◆ EXERCISE
In the blog post on George Tiller below, what motto was prominently displayed at his clinic in Wichita, Kansas?

EXCERPT PROVIDED Block Start

Carole Joffe: The Legacy of George Tiller
Today's blog post is from Carole Joffe, author of Dispatches from the Abortion Wars: The Costs of Fanaticism to Doctors, Patients, and the Rest of Us (Beacon Press, forthcoming January 2010) and Doctors of Conscience: the Struggle to provide Abortion before and after Roe v Wade (Beacon Press, 1996) and professor of sociology at the University of California, Davis.
"It comes down to who is the patient. Is the woman the patient, or is the fetus the patient? One or other is the patient. I've never heard a fetus talk to me. I've heard thousands and thousands of women share their pain, their desperation, and their hopelessness." These words were spoken to me some twenty years ago by Dr. George Tiller, as I was researching a book on abortion providers' experiences before and after Roe v Wade. Tiller, who was brutally assassinated in his church on May 31, was one of the most compassionate-- and feminist-- individuals I have ever encountered. "Trust women" was his well-known motto, prominently displayed at his clinic in Wichita, Kansas.
He was asked repeatedly by friends how he could continue his work in the face of the unending violence and legal harassment that he endured in the years leading up to his murder: his home and office were frequently blockaded (I recall hearing that he and his wife had to be helicoptered out of their house to attend a child's wedding, as antiabortion fanatics were surrounding his home); he was shot in both arms in 1993; and he was subjected to numerous lawsuits brought by a grandstanding anti-abortion Attorney General in Kansas and by Operation Rescue operatives, all of which he ultimately won, but which took a huge toll, financially and emotionally. His answer was always the same: "Where else can these women go?"
Tiller's answer was not a rhetorical one. He was one of the very few physicians in the United States who provided abortion care well into the third trimester of pregnancy. It is this fact that made him so reviled in antiabortion circles, and unquestionably the most controversial abortion provider in the country. Operation Rescue relocated their offices to Wichita a few years ago, with the specific intent of closing him down. Each day, the women who came to him from all over the U.S., and from abroad as well, had to go through a gauntlet of protestors holding grotesque posters and screaming about "Tiller the baby killer."
It is hardly surprising that antiabortion zealots would find Dr. Tiller such a convenient target, focusing on his late term procedures. What has been more surprising, and disappointing, to me has been the inadequate coverage of Tiller's work in most of the mainstream media in the days since his murder. I myself have spoken to a fair number of reporters, have read numerous stories from papers across the country, and consumed a great deal of television and radio reporting on this event. I have been struck that although all reporters mention that he offered late term abortions, as a way of explaining his notoriety in antiabortion circles, remarkably few of these print or radio and television journalists explained why Tiller did this, and who actually were the recipients of these procedures. The fact that so many of those reporting on Tiller were so oblivious of the circumstances of his patients is in itself a powerful indication of the marginality of both abortion providers and patients in American culture.

EXCERPT PROVIDED Block End
RECORDS Block Start

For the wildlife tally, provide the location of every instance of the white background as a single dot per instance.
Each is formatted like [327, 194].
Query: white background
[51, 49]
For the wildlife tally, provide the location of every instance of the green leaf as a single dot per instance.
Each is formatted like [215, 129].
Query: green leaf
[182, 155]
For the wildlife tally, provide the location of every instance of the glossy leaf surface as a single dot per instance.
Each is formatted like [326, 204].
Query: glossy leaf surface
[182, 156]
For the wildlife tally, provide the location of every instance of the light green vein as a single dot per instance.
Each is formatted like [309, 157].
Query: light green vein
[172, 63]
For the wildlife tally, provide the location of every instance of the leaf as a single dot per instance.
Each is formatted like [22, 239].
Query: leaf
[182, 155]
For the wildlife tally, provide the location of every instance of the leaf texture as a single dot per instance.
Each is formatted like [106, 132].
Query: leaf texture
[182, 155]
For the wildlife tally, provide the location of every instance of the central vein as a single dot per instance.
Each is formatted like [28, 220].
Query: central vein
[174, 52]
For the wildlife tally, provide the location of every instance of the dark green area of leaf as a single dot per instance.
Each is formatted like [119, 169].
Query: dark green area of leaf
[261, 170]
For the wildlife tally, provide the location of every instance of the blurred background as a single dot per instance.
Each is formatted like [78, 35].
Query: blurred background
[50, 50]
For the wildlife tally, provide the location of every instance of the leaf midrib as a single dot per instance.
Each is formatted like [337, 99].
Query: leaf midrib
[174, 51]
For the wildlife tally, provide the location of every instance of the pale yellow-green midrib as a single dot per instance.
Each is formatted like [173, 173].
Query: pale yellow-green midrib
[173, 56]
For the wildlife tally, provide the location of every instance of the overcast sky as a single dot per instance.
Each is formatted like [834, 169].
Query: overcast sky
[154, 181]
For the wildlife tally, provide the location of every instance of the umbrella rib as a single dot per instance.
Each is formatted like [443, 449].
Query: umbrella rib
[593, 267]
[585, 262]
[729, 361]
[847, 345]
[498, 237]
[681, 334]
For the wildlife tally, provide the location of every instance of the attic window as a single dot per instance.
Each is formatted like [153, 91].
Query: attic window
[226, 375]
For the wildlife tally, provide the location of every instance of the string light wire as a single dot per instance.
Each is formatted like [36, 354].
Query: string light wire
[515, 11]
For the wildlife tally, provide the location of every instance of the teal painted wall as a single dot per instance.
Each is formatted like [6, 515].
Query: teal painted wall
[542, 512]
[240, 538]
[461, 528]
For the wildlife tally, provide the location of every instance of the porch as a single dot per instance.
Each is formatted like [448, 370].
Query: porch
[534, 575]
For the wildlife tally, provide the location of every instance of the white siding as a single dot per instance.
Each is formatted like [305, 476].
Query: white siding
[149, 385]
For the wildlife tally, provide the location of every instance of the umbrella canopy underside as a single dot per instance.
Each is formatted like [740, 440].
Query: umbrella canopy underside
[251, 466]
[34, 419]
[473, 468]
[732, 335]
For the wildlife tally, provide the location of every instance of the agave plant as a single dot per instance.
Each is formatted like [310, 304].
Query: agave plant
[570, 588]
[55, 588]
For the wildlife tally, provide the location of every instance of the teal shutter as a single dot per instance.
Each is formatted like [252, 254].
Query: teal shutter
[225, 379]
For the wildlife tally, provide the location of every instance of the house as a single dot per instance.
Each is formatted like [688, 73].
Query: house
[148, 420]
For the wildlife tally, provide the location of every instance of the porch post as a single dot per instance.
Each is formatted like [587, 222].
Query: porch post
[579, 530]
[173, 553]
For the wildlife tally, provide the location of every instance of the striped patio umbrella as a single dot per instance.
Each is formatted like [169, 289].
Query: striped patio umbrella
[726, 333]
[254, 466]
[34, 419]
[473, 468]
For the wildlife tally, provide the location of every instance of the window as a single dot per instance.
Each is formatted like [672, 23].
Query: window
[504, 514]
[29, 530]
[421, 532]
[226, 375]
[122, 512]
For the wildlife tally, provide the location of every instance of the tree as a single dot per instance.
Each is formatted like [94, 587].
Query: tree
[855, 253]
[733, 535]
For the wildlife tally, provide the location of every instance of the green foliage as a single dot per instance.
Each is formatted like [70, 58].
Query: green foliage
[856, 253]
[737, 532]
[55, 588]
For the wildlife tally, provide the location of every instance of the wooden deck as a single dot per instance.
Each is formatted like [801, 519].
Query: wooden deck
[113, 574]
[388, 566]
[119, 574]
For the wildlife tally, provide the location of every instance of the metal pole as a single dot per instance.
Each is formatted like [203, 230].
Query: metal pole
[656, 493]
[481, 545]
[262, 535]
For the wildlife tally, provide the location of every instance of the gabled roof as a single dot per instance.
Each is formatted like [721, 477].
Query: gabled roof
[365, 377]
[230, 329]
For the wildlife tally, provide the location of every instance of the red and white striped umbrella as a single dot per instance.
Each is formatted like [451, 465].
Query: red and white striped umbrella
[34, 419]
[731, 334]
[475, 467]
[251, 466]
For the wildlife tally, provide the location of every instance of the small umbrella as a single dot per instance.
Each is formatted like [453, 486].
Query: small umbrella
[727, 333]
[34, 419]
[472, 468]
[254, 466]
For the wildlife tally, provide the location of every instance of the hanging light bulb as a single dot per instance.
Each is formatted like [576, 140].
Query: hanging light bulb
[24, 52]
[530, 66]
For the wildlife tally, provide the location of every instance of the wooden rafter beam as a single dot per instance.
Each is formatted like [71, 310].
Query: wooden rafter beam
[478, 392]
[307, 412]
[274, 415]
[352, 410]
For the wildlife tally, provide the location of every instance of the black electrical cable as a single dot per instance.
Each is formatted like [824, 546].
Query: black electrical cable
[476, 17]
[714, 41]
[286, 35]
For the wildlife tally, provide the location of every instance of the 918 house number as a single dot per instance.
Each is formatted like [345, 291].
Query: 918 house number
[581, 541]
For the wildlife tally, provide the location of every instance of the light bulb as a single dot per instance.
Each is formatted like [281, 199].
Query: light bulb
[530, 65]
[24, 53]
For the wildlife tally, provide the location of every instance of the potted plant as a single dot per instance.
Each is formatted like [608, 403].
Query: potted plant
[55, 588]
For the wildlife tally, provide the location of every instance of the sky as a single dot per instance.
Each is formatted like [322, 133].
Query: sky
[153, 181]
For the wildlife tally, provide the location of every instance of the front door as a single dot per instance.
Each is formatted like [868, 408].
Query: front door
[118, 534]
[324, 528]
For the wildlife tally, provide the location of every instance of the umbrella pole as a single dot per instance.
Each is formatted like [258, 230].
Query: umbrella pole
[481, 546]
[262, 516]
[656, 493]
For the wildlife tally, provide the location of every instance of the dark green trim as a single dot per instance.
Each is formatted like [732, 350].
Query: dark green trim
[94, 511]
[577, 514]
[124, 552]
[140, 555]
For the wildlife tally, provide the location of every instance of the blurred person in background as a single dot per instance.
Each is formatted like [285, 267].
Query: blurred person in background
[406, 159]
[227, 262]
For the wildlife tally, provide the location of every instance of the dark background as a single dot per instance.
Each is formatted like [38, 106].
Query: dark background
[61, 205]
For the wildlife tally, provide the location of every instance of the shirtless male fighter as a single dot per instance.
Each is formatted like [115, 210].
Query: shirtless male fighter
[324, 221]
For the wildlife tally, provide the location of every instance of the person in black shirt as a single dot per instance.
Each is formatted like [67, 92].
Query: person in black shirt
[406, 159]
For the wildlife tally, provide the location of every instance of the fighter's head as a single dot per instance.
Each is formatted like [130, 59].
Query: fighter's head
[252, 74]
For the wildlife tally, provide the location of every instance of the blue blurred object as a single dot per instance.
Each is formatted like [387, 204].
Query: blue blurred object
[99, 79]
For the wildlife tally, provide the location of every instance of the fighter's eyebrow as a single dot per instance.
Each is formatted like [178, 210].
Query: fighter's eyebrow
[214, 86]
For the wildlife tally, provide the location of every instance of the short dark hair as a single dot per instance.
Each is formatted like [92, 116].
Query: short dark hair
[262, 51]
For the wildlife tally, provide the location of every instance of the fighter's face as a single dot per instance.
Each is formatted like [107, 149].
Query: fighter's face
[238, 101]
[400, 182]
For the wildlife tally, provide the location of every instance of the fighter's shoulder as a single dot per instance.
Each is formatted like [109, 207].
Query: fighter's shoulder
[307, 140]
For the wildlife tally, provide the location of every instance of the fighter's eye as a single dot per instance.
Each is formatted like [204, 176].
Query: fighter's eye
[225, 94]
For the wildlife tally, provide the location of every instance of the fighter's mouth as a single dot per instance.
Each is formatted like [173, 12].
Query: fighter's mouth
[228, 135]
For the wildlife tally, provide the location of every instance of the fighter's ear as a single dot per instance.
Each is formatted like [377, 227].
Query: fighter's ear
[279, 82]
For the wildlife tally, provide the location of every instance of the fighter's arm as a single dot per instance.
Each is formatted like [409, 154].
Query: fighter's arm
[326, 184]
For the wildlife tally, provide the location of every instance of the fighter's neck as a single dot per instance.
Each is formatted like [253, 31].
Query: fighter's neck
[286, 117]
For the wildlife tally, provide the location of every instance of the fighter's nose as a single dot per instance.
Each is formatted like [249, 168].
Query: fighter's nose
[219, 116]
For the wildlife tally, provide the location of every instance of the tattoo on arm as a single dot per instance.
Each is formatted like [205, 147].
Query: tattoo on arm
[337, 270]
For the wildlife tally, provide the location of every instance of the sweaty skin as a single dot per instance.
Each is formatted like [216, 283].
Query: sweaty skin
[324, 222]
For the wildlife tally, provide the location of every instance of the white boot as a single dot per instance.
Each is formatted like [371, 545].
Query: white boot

RECORDS Block End

◆ SOLUTION BELOW
"Trust women"